## WHAT TO PRODUCE:
Report how many lines in the items below contain the word "garage", giving only the number.

## TASK INPUT:
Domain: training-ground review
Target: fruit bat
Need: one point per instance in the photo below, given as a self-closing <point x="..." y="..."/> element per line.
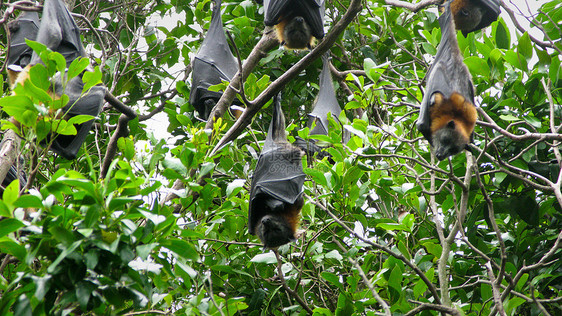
<point x="448" y="115"/>
<point x="473" y="15"/>
<point x="213" y="63"/>
<point x="276" y="192"/>
<point x="296" y="21"/>
<point x="326" y="102"/>
<point x="59" y="32"/>
<point x="19" y="54"/>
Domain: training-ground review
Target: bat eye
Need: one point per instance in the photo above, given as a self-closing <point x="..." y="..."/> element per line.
<point x="432" y="100"/>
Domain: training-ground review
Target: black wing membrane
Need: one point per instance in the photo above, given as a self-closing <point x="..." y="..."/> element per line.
<point x="25" y="27"/>
<point x="325" y="103"/>
<point x="445" y="76"/>
<point x="311" y="10"/>
<point x="60" y="33"/>
<point x="278" y="174"/>
<point x="213" y="63"/>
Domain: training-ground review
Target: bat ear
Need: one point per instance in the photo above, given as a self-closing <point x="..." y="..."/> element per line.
<point x="436" y="98"/>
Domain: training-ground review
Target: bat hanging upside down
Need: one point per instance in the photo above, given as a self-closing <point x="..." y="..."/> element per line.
<point x="448" y="115"/>
<point x="276" y="193"/>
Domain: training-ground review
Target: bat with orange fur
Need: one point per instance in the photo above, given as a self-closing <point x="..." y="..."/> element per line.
<point x="448" y="114"/>
<point x="276" y="192"/>
<point x="297" y="22"/>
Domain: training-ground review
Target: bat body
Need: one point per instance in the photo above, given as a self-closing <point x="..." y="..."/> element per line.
<point x="59" y="32"/>
<point x="297" y="22"/>
<point x="276" y="192"/>
<point x="448" y="115"/>
<point x="24" y="27"/>
<point x="213" y="63"/>
<point x="473" y="15"/>
<point x="325" y="104"/>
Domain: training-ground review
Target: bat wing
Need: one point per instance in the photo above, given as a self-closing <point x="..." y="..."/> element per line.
<point x="59" y="32"/>
<point x="311" y="10"/>
<point x="213" y="63"/>
<point x="276" y="133"/>
<point x="26" y="26"/>
<point x="79" y="103"/>
<point x="278" y="173"/>
<point x="447" y="74"/>
<point x="437" y="82"/>
<point x="325" y="103"/>
<point x="313" y="13"/>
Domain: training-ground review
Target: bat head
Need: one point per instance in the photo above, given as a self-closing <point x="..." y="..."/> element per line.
<point x="274" y="231"/>
<point x="452" y="123"/>
<point x="449" y="140"/>
<point x="297" y="33"/>
<point x="279" y="222"/>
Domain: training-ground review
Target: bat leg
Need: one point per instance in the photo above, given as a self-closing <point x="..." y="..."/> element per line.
<point x="275" y="205"/>
<point x="209" y="104"/>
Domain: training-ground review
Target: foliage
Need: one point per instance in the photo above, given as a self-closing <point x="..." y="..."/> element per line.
<point x="384" y="225"/>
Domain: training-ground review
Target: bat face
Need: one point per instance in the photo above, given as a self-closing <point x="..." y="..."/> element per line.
<point x="297" y="22"/>
<point x="276" y="192"/>
<point x="277" y="227"/>
<point x="448" y="115"/>
<point x="452" y="123"/>
<point x="60" y="33"/>
<point x="296" y="34"/>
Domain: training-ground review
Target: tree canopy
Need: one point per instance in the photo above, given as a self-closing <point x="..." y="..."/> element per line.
<point x="142" y="224"/>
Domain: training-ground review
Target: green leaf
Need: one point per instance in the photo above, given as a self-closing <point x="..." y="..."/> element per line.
<point x="267" y="258"/>
<point x="503" y="39"/>
<point x="11" y="193"/>
<point x="16" y="106"/>
<point x="182" y="248"/>
<point x="206" y="168"/>
<point x="28" y="201"/>
<point x="64" y="254"/>
<point x="79" y="119"/>
<point x="91" y="78"/>
<point x="12" y="248"/>
<point x="477" y="66"/>
<point x="9" y="225"/>
<point x="332" y="278"/>
<point x="77" y="66"/>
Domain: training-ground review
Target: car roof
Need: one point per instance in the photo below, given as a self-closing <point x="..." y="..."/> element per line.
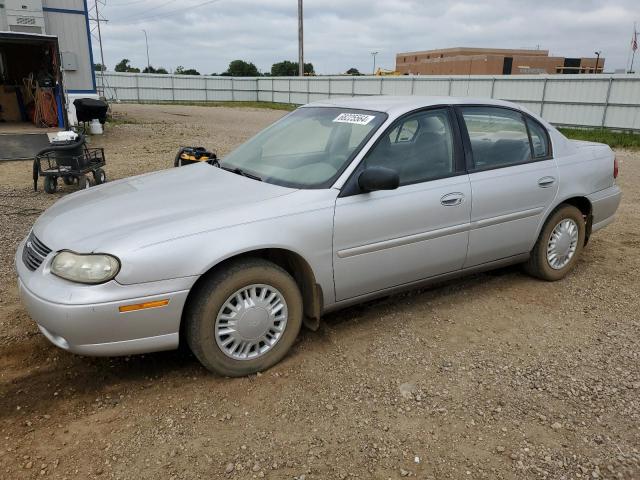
<point x="397" y="105"/>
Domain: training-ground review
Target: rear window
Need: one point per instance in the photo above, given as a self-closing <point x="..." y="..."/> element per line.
<point x="498" y="136"/>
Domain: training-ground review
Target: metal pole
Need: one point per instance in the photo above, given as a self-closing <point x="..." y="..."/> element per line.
<point x="146" y="39"/>
<point x="300" y="40"/>
<point x="633" y="42"/>
<point x="100" y="42"/>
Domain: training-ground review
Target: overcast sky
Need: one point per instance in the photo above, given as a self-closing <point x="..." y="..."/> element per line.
<point x="340" y="34"/>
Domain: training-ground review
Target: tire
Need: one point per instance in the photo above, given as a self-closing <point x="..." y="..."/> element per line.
<point x="178" y="161"/>
<point x="50" y="184"/>
<point x="544" y="267"/>
<point x="99" y="176"/>
<point x="84" y="182"/>
<point x="211" y="300"/>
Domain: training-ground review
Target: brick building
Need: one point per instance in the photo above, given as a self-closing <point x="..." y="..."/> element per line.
<point x="491" y="61"/>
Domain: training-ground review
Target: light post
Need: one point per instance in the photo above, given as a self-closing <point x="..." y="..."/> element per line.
<point x="373" y="54"/>
<point x="300" y="40"/>
<point x="146" y="39"/>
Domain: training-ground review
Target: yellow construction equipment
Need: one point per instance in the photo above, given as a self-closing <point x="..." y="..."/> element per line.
<point x="381" y="72"/>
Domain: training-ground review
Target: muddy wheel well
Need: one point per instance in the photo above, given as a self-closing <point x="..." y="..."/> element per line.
<point x="584" y="205"/>
<point x="294" y="264"/>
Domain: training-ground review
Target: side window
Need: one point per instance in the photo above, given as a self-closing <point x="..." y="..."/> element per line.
<point x="539" y="139"/>
<point x="419" y="147"/>
<point x="498" y="136"/>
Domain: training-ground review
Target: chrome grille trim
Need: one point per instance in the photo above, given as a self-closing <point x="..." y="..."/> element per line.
<point x="34" y="252"/>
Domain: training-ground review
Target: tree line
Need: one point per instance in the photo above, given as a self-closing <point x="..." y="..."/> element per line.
<point x="237" y="68"/>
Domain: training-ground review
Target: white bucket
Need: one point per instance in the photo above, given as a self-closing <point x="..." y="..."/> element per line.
<point x="95" y="127"/>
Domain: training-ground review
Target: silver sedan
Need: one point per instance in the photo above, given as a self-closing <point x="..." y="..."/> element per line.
<point x="339" y="202"/>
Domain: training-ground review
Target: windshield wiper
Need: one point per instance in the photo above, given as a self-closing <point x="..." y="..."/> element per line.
<point x="239" y="171"/>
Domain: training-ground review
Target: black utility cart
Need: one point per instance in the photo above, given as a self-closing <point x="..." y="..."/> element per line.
<point x="72" y="161"/>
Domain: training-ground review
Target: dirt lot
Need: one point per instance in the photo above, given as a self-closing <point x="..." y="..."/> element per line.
<point x="495" y="376"/>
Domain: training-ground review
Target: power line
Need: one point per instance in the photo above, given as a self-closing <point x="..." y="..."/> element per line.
<point x="169" y="13"/>
<point x="162" y="5"/>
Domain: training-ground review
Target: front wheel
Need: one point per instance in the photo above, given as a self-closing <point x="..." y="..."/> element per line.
<point x="50" y="184"/>
<point x="245" y="318"/>
<point x="99" y="176"/>
<point x="559" y="245"/>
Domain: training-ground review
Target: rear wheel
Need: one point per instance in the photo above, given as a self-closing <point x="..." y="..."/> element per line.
<point x="50" y="184"/>
<point x="99" y="176"/>
<point x="245" y="318"/>
<point x="559" y="245"/>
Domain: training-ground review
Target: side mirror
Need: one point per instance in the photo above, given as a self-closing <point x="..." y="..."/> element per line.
<point x="378" y="178"/>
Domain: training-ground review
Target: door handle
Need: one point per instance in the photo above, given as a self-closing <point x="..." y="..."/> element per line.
<point x="546" y="182"/>
<point x="452" y="199"/>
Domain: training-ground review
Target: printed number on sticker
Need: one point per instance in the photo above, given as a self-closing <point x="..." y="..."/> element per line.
<point x="355" y="118"/>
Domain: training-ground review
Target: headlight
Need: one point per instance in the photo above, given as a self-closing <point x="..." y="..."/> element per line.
<point x="92" y="268"/>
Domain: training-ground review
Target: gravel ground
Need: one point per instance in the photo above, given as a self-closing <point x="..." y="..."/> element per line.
<point x="494" y="376"/>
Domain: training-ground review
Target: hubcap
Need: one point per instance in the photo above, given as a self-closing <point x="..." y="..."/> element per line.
<point x="251" y="321"/>
<point x="562" y="244"/>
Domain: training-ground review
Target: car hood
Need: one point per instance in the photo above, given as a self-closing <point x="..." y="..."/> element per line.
<point x="164" y="204"/>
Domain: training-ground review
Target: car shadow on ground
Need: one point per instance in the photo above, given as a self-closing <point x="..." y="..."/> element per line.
<point x="50" y="375"/>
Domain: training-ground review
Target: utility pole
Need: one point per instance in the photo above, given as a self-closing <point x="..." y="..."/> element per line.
<point x="300" y="40"/>
<point x="146" y="39"/>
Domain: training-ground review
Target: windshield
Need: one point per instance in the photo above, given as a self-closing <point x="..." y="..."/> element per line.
<point x="308" y="148"/>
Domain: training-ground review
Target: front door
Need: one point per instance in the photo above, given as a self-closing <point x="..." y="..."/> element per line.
<point x="389" y="238"/>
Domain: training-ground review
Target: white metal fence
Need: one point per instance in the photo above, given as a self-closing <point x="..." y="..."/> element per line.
<point x="574" y="100"/>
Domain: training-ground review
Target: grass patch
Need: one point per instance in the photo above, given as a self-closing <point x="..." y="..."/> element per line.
<point x="628" y="140"/>
<point x="289" y="107"/>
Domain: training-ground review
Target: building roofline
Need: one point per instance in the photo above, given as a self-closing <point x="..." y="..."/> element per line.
<point x="479" y="50"/>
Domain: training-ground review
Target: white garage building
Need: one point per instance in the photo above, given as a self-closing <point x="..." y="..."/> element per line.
<point x="46" y="63"/>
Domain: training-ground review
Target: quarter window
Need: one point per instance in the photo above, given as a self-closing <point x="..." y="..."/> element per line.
<point x="498" y="137"/>
<point x="419" y="147"/>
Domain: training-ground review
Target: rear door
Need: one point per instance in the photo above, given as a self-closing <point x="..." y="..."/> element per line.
<point x="513" y="177"/>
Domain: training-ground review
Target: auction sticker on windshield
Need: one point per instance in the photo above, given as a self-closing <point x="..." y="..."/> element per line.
<point x="355" y="118"/>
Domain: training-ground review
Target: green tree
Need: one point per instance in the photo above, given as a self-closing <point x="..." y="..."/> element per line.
<point x="125" y="66"/>
<point x="240" y="68"/>
<point x="289" y="69"/>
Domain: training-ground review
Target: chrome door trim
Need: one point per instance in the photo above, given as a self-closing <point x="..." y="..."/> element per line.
<point x="452" y="199"/>
<point x="546" y="182"/>
<point x="509" y="217"/>
<point x="401" y="241"/>
<point x="425" y="282"/>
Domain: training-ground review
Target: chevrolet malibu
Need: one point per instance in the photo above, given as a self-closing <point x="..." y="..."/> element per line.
<point x="339" y="202"/>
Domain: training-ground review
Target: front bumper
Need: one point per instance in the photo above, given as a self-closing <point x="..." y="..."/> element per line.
<point x="85" y="319"/>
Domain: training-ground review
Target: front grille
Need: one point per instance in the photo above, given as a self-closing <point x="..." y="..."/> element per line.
<point x="34" y="252"/>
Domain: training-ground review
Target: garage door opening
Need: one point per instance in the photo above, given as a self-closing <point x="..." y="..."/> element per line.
<point x="32" y="102"/>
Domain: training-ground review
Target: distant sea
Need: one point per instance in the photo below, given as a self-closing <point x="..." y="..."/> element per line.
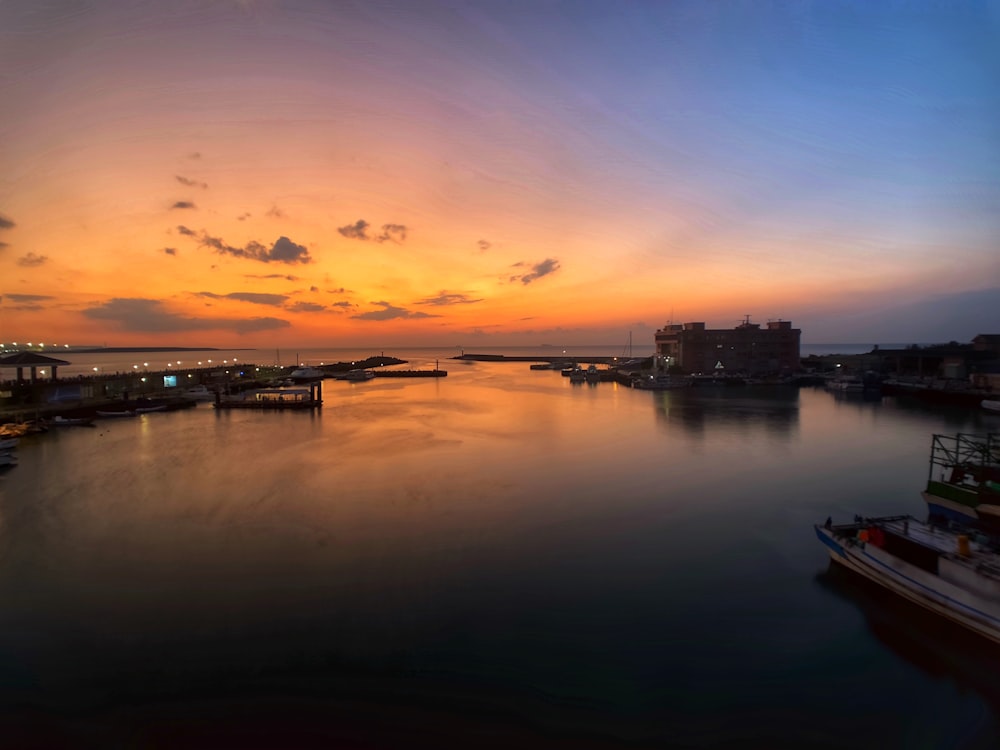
<point x="157" y="360"/>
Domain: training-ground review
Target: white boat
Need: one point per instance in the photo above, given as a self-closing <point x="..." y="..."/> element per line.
<point x="951" y="573"/>
<point x="357" y="375"/>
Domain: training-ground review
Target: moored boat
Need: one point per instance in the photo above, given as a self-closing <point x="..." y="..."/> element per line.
<point x="948" y="571"/>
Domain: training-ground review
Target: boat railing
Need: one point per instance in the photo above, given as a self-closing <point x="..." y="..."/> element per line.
<point x="964" y="449"/>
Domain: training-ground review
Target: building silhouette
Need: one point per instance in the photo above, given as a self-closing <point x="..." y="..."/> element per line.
<point x="747" y="349"/>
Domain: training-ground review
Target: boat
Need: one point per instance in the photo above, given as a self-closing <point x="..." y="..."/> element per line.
<point x="357" y="375"/>
<point x="305" y="374"/>
<point x="72" y="421"/>
<point x="963" y="482"/>
<point x="950" y="571"/>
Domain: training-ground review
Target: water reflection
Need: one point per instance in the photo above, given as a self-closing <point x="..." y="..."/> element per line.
<point x="940" y="649"/>
<point x="731" y="412"/>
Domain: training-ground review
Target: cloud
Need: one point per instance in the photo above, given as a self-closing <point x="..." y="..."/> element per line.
<point x="394" y="232"/>
<point x="282" y="251"/>
<point x="30" y="260"/>
<point x="359" y="231"/>
<point x="356" y="231"/>
<point x="191" y="183"/>
<point x="449" y="298"/>
<point x="391" y="312"/>
<point x="285" y="276"/>
<point x="27" y="298"/>
<point x="305" y="307"/>
<point x="137" y="315"/>
<point x="547" y="266"/>
<point x="257" y="298"/>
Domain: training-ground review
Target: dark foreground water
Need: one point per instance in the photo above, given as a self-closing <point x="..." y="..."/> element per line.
<point x="494" y="559"/>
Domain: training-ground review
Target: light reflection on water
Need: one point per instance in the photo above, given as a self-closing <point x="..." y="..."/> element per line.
<point x="499" y="547"/>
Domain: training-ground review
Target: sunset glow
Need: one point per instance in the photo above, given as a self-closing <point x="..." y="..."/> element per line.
<point x="254" y="174"/>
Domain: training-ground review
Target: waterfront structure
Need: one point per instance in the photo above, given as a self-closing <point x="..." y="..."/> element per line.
<point x="747" y="349"/>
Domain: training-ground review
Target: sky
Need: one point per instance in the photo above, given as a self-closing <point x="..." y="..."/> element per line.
<point x="235" y="173"/>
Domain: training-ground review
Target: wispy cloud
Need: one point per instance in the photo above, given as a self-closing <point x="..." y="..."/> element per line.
<point x="389" y="232"/>
<point x="30" y="260"/>
<point x="538" y="270"/>
<point x="305" y="307"/>
<point x="444" y="298"/>
<point x="282" y="251"/>
<point x="391" y="312"/>
<point x="191" y="183"/>
<point x="257" y="298"/>
<point x="138" y="315"/>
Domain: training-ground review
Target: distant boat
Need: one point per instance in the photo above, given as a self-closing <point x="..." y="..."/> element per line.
<point x="305" y="374"/>
<point x="357" y="375"/>
<point x="198" y="393"/>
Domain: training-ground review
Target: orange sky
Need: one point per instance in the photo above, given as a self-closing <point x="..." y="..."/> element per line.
<point x="329" y="174"/>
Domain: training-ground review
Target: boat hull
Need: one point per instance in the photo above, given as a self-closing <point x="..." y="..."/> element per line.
<point x="918" y="586"/>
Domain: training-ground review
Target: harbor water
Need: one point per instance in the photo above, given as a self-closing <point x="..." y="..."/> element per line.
<point x="498" y="558"/>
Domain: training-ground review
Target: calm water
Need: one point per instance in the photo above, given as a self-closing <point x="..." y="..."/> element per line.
<point x="493" y="559"/>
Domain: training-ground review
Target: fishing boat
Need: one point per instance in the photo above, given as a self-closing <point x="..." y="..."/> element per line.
<point x="963" y="482"/>
<point x="952" y="572"/>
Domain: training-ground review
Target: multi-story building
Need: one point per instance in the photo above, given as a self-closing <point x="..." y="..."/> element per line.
<point x="747" y="349"/>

## TASK OUTPUT:
2